Segment Start: SUPPLIED RECORDS

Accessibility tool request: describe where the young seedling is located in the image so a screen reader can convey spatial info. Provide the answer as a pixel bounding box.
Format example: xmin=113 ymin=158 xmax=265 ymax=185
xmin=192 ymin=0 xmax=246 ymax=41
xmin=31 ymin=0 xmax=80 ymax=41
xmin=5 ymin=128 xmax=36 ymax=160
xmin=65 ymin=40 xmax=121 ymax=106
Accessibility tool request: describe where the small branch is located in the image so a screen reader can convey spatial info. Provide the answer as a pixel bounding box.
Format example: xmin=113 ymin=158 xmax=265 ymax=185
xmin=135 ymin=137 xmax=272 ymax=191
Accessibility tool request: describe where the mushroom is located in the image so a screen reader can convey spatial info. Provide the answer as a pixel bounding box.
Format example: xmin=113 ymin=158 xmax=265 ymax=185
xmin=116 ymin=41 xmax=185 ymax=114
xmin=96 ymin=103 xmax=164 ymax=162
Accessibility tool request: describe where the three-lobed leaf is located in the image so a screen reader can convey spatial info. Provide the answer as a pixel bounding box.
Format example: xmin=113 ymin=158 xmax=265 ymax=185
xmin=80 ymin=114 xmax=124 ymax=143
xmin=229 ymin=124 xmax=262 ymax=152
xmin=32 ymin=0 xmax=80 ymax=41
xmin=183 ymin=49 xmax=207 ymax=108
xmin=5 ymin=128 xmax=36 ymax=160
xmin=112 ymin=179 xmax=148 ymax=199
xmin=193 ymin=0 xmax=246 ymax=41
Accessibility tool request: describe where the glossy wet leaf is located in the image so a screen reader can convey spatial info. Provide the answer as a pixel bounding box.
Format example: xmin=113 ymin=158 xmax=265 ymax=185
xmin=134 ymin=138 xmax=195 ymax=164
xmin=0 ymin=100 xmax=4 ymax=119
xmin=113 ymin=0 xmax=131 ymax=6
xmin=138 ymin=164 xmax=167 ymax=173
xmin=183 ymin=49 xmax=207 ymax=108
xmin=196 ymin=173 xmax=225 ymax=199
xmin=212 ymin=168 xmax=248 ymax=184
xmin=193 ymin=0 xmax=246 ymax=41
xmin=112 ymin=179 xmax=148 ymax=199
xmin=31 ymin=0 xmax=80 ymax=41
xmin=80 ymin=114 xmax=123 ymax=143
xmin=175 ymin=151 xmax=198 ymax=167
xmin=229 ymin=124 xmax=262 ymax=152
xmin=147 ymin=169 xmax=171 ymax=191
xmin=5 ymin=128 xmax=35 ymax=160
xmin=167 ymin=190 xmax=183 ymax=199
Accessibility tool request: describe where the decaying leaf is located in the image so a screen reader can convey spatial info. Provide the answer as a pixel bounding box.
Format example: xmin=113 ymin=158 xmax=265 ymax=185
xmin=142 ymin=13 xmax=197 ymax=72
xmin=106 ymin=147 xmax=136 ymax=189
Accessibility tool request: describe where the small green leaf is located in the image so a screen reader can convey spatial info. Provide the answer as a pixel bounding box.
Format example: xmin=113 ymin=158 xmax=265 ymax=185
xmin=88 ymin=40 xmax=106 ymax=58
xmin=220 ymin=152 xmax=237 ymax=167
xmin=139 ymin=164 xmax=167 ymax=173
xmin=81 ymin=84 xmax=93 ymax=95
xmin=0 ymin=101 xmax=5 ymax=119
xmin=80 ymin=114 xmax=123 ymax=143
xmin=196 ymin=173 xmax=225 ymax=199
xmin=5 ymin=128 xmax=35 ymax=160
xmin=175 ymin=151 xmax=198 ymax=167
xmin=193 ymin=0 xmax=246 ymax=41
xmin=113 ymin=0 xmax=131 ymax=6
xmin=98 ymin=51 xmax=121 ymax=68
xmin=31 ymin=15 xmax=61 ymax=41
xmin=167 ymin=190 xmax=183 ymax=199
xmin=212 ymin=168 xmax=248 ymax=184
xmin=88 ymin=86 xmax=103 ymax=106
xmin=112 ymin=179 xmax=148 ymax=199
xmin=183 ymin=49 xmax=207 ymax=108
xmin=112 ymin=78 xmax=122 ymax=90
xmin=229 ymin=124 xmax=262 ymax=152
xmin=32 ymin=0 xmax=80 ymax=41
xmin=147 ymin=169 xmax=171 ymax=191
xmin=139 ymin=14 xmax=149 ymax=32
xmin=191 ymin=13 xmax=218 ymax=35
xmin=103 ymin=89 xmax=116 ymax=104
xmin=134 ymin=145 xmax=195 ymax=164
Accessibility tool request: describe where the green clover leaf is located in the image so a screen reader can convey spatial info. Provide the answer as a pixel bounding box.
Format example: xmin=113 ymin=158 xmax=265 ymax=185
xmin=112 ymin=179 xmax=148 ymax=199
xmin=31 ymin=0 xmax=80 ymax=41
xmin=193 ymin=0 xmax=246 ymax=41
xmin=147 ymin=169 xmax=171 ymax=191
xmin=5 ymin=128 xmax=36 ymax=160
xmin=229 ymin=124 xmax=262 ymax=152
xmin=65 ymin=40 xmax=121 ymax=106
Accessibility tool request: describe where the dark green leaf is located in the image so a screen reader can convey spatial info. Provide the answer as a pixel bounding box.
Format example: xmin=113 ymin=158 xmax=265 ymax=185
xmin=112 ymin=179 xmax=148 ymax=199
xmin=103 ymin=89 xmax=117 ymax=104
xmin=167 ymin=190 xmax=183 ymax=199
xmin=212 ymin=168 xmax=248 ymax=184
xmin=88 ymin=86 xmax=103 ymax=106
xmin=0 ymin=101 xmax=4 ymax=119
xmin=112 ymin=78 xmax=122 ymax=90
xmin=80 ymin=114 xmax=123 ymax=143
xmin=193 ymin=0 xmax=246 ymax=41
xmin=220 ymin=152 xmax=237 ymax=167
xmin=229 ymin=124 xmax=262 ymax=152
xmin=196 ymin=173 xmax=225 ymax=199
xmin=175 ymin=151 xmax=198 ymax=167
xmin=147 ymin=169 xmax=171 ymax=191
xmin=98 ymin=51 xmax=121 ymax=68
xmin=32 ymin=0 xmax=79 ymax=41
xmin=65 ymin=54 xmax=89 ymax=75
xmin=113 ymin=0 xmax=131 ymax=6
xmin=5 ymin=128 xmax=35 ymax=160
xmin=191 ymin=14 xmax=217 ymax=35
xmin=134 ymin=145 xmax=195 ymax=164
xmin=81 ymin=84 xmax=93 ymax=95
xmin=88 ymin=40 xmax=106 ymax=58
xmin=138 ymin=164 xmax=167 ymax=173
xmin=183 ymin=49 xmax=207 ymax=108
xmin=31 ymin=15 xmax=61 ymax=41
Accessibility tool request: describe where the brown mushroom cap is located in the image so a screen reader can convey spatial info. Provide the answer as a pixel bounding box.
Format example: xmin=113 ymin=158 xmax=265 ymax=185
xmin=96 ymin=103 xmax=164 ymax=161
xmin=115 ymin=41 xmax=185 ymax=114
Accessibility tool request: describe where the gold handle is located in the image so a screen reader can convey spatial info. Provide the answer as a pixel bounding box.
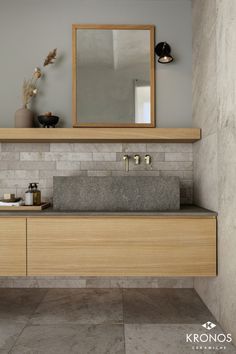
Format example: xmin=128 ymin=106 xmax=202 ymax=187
xmin=134 ymin=155 xmax=141 ymax=165
xmin=145 ymin=154 xmax=152 ymax=165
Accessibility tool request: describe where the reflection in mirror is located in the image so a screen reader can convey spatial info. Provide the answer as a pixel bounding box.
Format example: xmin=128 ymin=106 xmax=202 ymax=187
xmin=134 ymin=80 xmax=151 ymax=123
xmin=72 ymin=25 xmax=155 ymax=127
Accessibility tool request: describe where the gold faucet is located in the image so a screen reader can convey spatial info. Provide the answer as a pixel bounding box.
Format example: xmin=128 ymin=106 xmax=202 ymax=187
xmin=123 ymin=154 xmax=129 ymax=172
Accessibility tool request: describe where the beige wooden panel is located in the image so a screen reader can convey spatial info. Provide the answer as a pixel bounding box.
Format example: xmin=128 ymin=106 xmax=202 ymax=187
xmin=0 ymin=128 xmax=201 ymax=143
xmin=0 ymin=218 xmax=26 ymax=276
xmin=27 ymin=217 xmax=216 ymax=276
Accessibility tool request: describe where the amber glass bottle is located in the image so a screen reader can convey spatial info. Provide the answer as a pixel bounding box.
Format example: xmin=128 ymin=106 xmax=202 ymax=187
xmin=32 ymin=183 xmax=41 ymax=206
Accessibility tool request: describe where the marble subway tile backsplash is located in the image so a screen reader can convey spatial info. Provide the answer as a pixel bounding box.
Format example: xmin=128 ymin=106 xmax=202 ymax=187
xmin=0 ymin=143 xmax=193 ymax=204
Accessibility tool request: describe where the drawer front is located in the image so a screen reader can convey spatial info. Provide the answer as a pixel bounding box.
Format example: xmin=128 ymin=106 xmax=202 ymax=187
xmin=27 ymin=217 xmax=216 ymax=276
xmin=0 ymin=218 xmax=26 ymax=276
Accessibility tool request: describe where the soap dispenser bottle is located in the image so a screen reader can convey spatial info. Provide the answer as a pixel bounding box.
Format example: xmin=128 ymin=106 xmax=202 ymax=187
xmin=25 ymin=183 xmax=34 ymax=206
xmin=32 ymin=183 xmax=41 ymax=206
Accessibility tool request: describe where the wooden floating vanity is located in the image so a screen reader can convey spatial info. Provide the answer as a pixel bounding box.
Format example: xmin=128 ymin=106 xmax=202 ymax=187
xmin=0 ymin=128 xmax=201 ymax=142
xmin=0 ymin=211 xmax=217 ymax=277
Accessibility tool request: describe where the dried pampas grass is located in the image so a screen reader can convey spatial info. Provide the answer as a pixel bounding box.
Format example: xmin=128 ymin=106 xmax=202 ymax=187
xmin=21 ymin=48 xmax=57 ymax=107
xmin=43 ymin=48 xmax=57 ymax=66
xmin=22 ymin=79 xmax=37 ymax=107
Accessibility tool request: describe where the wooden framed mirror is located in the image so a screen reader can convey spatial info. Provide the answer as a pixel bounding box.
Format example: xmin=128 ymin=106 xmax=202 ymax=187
xmin=72 ymin=24 xmax=155 ymax=128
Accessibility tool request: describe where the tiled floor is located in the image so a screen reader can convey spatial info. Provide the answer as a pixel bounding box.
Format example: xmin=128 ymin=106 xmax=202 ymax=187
xmin=0 ymin=288 xmax=235 ymax=354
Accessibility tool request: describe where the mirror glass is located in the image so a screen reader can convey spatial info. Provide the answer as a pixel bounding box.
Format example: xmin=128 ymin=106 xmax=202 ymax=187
xmin=73 ymin=26 xmax=155 ymax=127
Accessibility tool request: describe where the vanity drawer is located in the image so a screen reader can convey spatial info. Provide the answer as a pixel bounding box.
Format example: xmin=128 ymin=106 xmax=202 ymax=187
xmin=27 ymin=217 xmax=216 ymax=276
xmin=0 ymin=218 xmax=26 ymax=276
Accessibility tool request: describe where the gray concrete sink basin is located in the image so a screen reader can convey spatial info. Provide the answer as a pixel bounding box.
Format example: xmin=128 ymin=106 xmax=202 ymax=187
xmin=53 ymin=176 xmax=180 ymax=212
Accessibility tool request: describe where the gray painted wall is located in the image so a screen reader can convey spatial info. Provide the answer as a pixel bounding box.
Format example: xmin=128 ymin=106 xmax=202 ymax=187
xmin=0 ymin=0 xmax=192 ymax=127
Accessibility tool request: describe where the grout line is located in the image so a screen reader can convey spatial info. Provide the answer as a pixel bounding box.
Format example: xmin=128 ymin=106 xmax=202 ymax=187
xmin=7 ymin=321 xmax=28 ymax=354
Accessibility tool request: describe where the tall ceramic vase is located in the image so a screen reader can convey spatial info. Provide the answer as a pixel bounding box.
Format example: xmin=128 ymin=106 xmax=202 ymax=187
xmin=15 ymin=106 xmax=34 ymax=128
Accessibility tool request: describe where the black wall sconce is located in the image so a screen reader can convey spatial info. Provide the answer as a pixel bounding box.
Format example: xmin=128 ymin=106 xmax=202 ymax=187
xmin=155 ymin=42 xmax=174 ymax=64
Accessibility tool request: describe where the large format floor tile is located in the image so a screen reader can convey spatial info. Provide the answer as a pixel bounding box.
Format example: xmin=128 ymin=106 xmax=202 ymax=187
xmin=125 ymin=324 xmax=202 ymax=354
xmin=0 ymin=288 xmax=235 ymax=354
xmin=123 ymin=289 xmax=215 ymax=324
xmin=30 ymin=288 xmax=123 ymax=325
xmin=125 ymin=324 xmax=236 ymax=354
xmin=10 ymin=324 xmax=125 ymax=354
xmin=0 ymin=320 xmax=26 ymax=354
xmin=0 ymin=289 xmax=47 ymax=322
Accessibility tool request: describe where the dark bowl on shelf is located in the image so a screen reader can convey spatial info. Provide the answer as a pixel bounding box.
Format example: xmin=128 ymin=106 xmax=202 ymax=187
xmin=38 ymin=115 xmax=59 ymax=128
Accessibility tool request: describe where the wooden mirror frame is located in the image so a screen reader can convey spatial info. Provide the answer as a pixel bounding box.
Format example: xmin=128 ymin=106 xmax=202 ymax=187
xmin=72 ymin=24 xmax=156 ymax=128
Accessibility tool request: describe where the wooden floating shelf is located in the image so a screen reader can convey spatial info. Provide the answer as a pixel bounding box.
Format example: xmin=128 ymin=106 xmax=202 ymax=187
xmin=0 ymin=128 xmax=201 ymax=143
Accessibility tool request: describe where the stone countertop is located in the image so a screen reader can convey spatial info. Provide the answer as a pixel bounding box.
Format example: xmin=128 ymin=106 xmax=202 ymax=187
xmin=0 ymin=205 xmax=217 ymax=217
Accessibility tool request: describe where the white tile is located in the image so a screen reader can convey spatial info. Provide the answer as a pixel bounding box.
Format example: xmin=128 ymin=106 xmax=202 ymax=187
xmin=0 ymin=161 xmax=56 ymax=171
xmin=0 ymin=152 xmax=19 ymax=160
xmin=150 ymin=153 xmax=165 ymax=162
xmin=74 ymin=143 xmax=122 ymax=153
xmin=122 ymin=144 xmax=146 ymax=152
xmin=152 ymin=161 xmax=193 ymax=171
xmin=165 ymin=153 xmax=193 ymax=162
xmin=14 ymin=170 xmax=39 ymax=179
xmin=147 ymin=144 xmax=192 ymax=153
xmin=56 ymin=161 xmax=81 ymax=170
xmin=20 ymin=152 xmax=44 ymax=161
xmin=0 ymin=179 xmax=33 ymax=188
xmin=39 ymin=170 xmax=86 ymax=178
xmin=50 ymin=143 xmax=74 ymax=152
xmin=20 ymin=152 xmax=93 ymax=162
xmin=2 ymin=143 xmax=50 ymax=152
xmin=80 ymin=161 xmax=122 ymax=171
xmin=0 ymin=170 xmax=16 ymax=178
xmin=93 ymin=153 xmax=117 ymax=161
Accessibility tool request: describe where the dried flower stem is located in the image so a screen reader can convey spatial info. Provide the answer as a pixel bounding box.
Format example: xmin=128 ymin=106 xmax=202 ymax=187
xmin=43 ymin=48 xmax=57 ymax=66
xmin=22 ymin=76 xmax=38 ymax=107
xmin=22 ymin=49 xmax=57 ymax=107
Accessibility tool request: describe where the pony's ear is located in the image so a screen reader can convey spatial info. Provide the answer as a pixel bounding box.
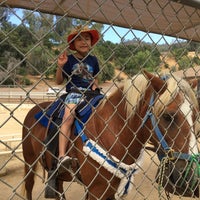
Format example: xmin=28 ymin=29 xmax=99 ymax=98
xmin=142 ymin=70 xmax=167 ymax=94
xmin=188 ymin=79 xmax=198 ymax=89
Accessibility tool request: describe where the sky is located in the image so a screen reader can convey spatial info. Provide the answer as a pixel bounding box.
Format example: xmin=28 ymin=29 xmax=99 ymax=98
xmin=102 ymin=24 xmax=175 ymax=44
xmin=9 ymin=8 xmax=175 ymax=45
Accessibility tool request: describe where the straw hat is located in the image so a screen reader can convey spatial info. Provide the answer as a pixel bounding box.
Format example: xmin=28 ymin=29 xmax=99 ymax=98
xmin=67 ymin=25 xmax=100 ymax=50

Segment End: SUPPLIED RECORDS

* PROBLEM: How many lines of these entries contain the string "mushroom"? Reply with the number alone.

* RESPONSE: 2